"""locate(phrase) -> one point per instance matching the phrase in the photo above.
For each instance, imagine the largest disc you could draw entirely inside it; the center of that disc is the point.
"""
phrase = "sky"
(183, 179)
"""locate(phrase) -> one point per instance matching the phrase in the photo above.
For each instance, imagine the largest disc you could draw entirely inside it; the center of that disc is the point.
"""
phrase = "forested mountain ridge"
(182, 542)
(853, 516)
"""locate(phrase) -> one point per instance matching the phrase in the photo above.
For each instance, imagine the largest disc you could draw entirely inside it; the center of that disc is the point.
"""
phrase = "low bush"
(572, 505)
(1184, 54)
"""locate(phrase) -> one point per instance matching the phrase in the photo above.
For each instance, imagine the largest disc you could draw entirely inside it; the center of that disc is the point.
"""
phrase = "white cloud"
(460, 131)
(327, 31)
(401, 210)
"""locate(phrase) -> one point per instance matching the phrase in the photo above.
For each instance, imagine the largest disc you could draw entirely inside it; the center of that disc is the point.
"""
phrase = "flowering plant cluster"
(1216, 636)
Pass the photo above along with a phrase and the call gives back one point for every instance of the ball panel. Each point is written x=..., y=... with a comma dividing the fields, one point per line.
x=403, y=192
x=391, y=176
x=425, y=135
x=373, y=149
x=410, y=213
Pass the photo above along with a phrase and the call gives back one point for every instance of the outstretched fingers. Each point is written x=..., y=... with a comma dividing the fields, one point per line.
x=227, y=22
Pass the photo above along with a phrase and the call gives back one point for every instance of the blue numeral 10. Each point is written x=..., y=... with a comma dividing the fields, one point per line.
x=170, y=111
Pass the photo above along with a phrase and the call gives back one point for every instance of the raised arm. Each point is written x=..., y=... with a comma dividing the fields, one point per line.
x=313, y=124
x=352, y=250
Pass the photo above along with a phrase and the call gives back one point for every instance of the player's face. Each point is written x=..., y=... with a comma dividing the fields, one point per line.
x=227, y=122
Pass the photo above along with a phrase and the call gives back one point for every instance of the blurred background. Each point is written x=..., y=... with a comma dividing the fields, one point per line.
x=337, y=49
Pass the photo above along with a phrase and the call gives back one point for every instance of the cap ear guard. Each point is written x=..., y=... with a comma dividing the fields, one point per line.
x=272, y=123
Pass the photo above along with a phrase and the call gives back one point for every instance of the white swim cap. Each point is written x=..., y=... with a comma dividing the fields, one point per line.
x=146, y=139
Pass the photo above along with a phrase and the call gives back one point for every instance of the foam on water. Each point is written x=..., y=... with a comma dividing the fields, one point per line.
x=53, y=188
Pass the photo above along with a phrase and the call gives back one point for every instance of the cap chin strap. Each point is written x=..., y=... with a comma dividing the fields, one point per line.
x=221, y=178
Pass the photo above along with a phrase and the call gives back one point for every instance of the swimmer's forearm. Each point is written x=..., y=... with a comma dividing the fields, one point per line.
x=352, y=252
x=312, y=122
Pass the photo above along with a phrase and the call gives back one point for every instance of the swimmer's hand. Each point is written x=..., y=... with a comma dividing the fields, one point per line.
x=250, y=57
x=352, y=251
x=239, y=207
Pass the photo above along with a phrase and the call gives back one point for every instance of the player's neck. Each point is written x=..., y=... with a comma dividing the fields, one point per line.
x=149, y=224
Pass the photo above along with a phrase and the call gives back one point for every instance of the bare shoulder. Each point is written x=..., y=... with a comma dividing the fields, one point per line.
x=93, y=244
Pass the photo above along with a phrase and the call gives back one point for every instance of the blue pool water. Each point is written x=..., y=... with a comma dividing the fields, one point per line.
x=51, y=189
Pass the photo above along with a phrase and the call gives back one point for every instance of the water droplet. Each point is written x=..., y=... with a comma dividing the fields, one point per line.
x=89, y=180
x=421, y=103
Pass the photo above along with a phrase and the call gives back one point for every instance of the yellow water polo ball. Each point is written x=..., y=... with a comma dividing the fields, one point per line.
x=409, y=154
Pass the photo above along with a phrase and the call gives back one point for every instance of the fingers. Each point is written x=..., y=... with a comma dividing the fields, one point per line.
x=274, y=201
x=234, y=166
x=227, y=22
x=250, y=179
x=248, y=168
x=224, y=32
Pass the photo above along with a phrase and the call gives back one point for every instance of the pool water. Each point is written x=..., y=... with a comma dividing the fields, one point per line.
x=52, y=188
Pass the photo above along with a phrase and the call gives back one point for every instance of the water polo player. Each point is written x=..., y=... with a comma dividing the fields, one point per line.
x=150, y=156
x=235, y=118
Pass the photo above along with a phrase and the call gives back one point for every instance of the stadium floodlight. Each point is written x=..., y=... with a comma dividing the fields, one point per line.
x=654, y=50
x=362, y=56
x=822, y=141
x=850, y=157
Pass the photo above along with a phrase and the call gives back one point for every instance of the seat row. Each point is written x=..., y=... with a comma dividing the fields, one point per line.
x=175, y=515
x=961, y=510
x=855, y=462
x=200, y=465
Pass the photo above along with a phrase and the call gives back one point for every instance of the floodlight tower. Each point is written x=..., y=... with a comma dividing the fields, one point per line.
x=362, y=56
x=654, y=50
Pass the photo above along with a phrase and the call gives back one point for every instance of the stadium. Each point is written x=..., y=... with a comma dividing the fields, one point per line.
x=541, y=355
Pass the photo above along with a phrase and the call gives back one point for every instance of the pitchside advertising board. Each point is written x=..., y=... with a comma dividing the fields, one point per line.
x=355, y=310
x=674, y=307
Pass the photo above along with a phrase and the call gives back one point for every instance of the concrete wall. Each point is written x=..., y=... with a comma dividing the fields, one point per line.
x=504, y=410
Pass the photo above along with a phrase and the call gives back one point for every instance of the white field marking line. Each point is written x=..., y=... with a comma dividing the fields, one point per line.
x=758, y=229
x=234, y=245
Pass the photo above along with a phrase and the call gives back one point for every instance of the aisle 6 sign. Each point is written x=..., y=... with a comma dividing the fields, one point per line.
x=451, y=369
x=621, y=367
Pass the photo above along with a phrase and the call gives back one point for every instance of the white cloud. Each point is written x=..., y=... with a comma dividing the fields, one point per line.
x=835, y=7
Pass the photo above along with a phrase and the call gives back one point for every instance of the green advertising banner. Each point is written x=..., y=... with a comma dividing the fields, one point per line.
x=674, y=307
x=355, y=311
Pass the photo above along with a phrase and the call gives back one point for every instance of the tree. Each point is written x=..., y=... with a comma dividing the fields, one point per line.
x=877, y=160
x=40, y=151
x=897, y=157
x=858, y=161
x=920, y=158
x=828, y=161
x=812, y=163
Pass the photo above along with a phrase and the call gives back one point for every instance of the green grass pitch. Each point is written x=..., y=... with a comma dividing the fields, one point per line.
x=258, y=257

──────

- **WHAT IS REQUIRED**: Reproduce all entries. Keep them exact.

- **SOLUTION FOR THIS EXERCISE**:
"""locate(phrase) -> one point per instance matching the phrase in the photo above.
For each instance, imagine the largest disc you could draw entirely inside it; the center of that disc is the point.
"""
phrase = "sky"
(183, 179)
"""locate(phrase) -> one point per instance matching the phrase in the photo above.
For each instance, imagine the largest disc you could draw entirely inside it; the center of that disc is the point.
"""
phrase = "forested mountain ridge"
(182, 542)
(853, 516)
"""locate(phrase) -> one point per instance matching the phrase in the photo above.
For each instance, imagine the largest disc you could draw entirely inside it; the center of that disc is the point.
"""
phrase = "low bush"
(572, 505)
(1184, 54)
"""locate(phrase) -> one point per instance matching the phrase in the photo above.
For each instance, imagine the largest disc you could draw entirely inside it; the center of that disc is the point.
"""
phrase = "white cloud"
(460, 131)
(327, 31)
(401, 210)
"""locate(phrase) -> one point per instance matching the phrase in the photo above.
For each instance, imagine the largest disc you could draw entirely inside it; the center of that disc is the point.
"""
phrase = "flowering plant cluster"
(1216, 636)
Pass the photo above along with a phrase and the call gives back one point for every instance of the ball panel. Each point is written x=..., y=... with a comma dividing the fields, one point per line.
x=403, y=192
x=391, y=176
x=425, y=135
x=373, y=149
x=410, y=213
Pass the photo above along with a phrase and the call gives back one point for every instance of the outstretched fingers. Each point is written x=..., y=... with a comma dividing the fields, one point per line.
x=227, y=22
Pass the photo above along with a phrase and the call gives back one point for every instance of the blue numeral 10. Each point is written x=..., y=... with a comma dividing the fields, one point per line.
x=170, y=111
Pass the photo above along with a phrase and the call gives back one point for every instance of the raised arm. Each point is written x=..., y=... with a comma dividing the fields, one point per line.
x=313, y=124
x=352, y=250
Pass the photo above along with a phrase and the call gives back one point for every instance of the player's face. Each point is written x=..., y=... with a comma dividing the fields, one point per line.
x=227, y=122
Pass the photo above along with a phrase and the call gives back one point for every instance of the blurred background. Each point is written x=..., y=... with a comma dividing the fields, one point per line.
x=337, y=49
Pass the photo above along with a phrase and the call gives back one point for every instance of the cap ear guard. Each point is written x=..., y=... with a comma dividing the fields, one point per line.
x=272, y=123
Pass the photo above along with a phrase and the call gives back one point for every instance of the white swim cap. Each point is written x=..., y=... with a comma dividing the fields, one point per line.
x=146, y=139
Pass the photo above along with a phrase and the call gives back one point for every instance of the foam on water. Each point is written x=..., y=... with a comma dividing the fields, one point per line.
x=53, y=188
Pass the photo above along with a phrase and the call gives back one point for every instance of the cap chin strap. Each point is written x=..., y=... with a comma dividing the fields, one point per line.
x=221, y=178
Pass the photo above along with a phrase and the call gives back one point for every instance of the swimmer's forearm. Each point is written x=..., y=... with a comma dividing the fields, one point per line.
x=352, y=252
x=312, y=122
Pass the photo above along with a phrase and the call gives back one point for every instance of the swimmer's hand. Each point is written x=..., y=... with a comma dividing the fields, one point per line.
x=250, y=57
x=352, y=251
x=239, y=207
Pass the photo above along with a phrase and the call gives back one point for every instance of the player's neck. Each point is written x=..., y=... with a comma dividing the fields, one point per line.
x=149, y=224
Pass the photo above along with a phrase and the call gives back one point for every instance of the bare shoulder. Each point is written x=..., y=... with a comma dividing the fields, one point per line.
x=93, y=244
Pass the photo above along with a phrase and the call gives back one point for every instance of the blue pool water. Each point is written x=..., y=... with a comma dividing the fields, one point per line.
x=51, y=189
Pass the photo above along with a phrase and the call gives back one point for every instance of the water droplet. Each point is written x=..., y=... with a comma dividing the fields, one point per line.
x=89, y=180
x=421, y=103
Pass the photo above along with a phrase and the call gives back one point for every instance of the yellow water polo ball. Each point is written x=..., y=... with a comma dividing the fields, one point per line.
x=409, y=154
Pass the photo above along with a phrase and the call gives back one point for every instance of the fingers. Each point is written x=..., y=... with a comma dividing the fields, one point per line.
x=274, y=201
x=234, y=166
x=227, y=22
x=250, y=179
x=248, y=168
x=224, y=32
Pass the photo above along with a phrase and the call gives back one point for every instance of the pool water. Each point is written x=..., y=... with a comma dividing the fields, one point per line.
x=52, y=188
Pass the photo above along with a phrase and the call gives back one point for every instance of the water polo player. Each point is written x=..., y=... with a comma dividing the fields, one point per line.
x=150, y=156
x=235, y=118
Pass the photo above along with a phrase and the call gives back one point for every instance of the stadium floodlight. Each point is written x=..., y=... with a comma dividing the fields, one point per line.
x=654, y=50
x=362, y=56
x=822, y=141
x=850, y=157
Pass the photo above along with a phrase and the call gives back one point for every instance of the seat row. Each point is written x=..., y=... with a comma dividing the fields, one point per line.
x=175, y=515
x=961, y=510
x=855, y=462
x=200, y=465
Pass the photo above along with a phrase and the call gives back one point for every instance of the floodlight tower. Each point is written x=..., y=... with a comma dividing the fields, one point per line.
x=362, y=56
x=654, y=50
Pass the photo above along with a phrase and the call gives back one point for every instance of the stadium. Each point is written x=..., y=... with a comma dividing the fields, one point per line.
x=541, y=355
Pass the photo above along with a phrase and the call gives back one point for every instance of the pitchside advertising board. Each point is written x=..., y=... with a comma dividing the fields, one point per line.
x=355, y=310
x=674, y=307
Pass the photo above along with a phrase and the call gives back one point for every instance of the concrete wall. Each point is written x=..., y=... with a comma dividing the fields, one point per line.
x=504, y=410
Pass the photo above along with a phrase and the call gives back one point for every instance of the white field marking line. Each point is written x=..., y=... with a comma dividing the fields, one point per line.
x=758, y=229
x=234, y=245
Pass the photo above along with a phrase and the call gives back one point for every instance of the aisle 6 sign. Each point is written x=..., y=... with a comma dividing the fields, one point per line.
x=451, y=369
x=621, y=367
Pass the photo above along with a phrase and the call gives back one point for every instance of the white cloud. Each point is written x=..., y=... with a comma dividing the fields, one point per line.
x=835, y=7
Pass the photo above along with a phrase and the call gives back one point for every instance of the green advertising banner. Each point is written x=..., y=... with a comma dividing the fields, one point per line.
x=674, y=307
x=355, y=311
Pass the photo above along with a phrase and the call gives back one point for every instance of the tree. Each point is written x=..., y=... with a comma dividing the fields, one point per line.
x=877, y=160
x=40, y=151
x=897, y=157
x=858, y=161
x=920, y=158
x=828, y=161
x=812, y=163
Pass the photo above along with a phrase and the call gives back one point for every instance of the green grass pitch. Each point is written x=..., y=... with a comma dividing the fields, one point per line.
x=258, y=257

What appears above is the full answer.